- Selected extract
** Start **

Friday, March 5, 2010

Iran wants IAEA to switch concern to Israel

Fri, 05 Mar 2010 18:36:50 GMT

Iran's envoy to the International Atomic Energy Agency (IAEA) has urged the top nuclear body to switch its focus from Syria's atomic work to Israel's nuclear arsenal as the main cause for concern.

Ali Asghar Soltanieh read out a statement in the Thursday meeting of the IAEA Board of Governors on the implementation of the Safeguards Agreements in Syria.

In the statement, Soltanieh said that Iran was "deeply concerned" about the IAEA's verification measures which, he said have shifted focus from Israel's nuclear work as the main source of problem to "secondary technical" issues.

"The core problem is, in fact, the Zionist regime of Israel's offensive against Syria which is a blatant violation of the UN Charter and the international law including the Statute of the International Atomic Energy Agency," Fars News Agency quoted Soltanieh as saying on Thursday.

** End **

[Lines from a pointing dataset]
** Start **

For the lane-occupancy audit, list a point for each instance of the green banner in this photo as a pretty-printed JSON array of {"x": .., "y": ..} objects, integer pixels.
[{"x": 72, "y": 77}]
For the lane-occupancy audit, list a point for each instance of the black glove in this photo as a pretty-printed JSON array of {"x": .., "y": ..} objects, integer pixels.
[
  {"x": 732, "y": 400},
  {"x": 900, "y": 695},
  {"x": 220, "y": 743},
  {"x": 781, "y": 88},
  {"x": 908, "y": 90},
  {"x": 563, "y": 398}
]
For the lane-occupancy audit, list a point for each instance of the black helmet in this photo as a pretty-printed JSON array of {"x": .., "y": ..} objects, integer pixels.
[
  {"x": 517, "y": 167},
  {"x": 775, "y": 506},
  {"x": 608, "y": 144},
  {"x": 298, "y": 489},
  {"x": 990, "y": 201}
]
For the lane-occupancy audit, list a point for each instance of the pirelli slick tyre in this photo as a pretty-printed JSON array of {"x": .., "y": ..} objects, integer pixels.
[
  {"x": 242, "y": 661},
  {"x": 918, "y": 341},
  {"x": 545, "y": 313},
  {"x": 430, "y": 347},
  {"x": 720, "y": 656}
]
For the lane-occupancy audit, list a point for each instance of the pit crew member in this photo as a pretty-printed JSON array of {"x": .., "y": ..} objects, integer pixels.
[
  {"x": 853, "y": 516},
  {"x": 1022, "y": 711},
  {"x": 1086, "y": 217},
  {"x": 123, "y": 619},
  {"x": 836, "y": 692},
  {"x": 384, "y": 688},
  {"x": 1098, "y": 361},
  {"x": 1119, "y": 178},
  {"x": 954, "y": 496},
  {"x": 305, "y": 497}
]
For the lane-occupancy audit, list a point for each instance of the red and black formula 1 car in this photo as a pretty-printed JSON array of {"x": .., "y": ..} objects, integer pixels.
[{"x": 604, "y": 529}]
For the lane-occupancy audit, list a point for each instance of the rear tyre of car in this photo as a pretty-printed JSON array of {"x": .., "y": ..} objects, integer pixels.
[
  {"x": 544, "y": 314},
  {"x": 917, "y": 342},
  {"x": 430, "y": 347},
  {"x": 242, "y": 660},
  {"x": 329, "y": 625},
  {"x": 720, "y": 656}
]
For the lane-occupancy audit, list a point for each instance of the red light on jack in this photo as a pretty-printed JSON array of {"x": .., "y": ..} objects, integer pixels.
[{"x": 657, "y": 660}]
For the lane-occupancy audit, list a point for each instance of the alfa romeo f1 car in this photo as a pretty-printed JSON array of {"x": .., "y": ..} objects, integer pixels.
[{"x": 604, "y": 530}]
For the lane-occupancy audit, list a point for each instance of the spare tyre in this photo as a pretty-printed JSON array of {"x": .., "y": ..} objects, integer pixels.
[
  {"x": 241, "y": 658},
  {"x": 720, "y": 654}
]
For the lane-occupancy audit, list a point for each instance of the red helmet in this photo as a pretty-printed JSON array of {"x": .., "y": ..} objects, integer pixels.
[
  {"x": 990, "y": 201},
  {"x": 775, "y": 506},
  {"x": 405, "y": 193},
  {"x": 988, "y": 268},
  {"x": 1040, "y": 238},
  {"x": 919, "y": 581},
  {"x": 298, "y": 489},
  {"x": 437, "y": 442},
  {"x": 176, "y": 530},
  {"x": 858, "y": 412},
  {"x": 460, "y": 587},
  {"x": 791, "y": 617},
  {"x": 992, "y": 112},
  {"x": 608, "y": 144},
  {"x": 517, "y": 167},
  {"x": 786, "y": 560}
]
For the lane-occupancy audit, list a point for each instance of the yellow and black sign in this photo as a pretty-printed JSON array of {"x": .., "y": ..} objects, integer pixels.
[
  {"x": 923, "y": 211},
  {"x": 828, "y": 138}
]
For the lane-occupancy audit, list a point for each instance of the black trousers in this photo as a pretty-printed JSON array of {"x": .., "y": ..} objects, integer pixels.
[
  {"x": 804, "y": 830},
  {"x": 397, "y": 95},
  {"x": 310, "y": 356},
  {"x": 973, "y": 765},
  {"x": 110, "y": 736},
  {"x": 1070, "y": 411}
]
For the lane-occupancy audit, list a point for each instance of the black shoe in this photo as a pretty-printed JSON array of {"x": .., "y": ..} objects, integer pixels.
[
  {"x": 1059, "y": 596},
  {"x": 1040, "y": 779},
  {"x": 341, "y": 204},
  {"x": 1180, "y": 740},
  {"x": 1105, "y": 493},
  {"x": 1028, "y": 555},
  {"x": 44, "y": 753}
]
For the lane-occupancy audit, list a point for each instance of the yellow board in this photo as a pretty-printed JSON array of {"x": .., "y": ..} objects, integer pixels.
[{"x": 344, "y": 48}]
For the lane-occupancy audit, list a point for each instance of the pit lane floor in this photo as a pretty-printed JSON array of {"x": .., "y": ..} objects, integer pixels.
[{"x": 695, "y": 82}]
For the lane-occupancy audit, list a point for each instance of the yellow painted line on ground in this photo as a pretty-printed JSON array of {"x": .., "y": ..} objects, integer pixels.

** End **

- The tasks
(a) In the news report on Iran and the IAEA, which news agency quoted Soltanieh?
(b) Quote the news report on Iran and the IAEA word for word from "Iran's envoy to" to "cause for concern.".

- Solution set
(a) Fars News Agency

(b)
Iran's envoy to the International Atomic Energy Agency (IAEA) has urged the top nuclear body to switch its focus from Syria's atomic work to Israel's nuclear arsenal as the main cause for concern.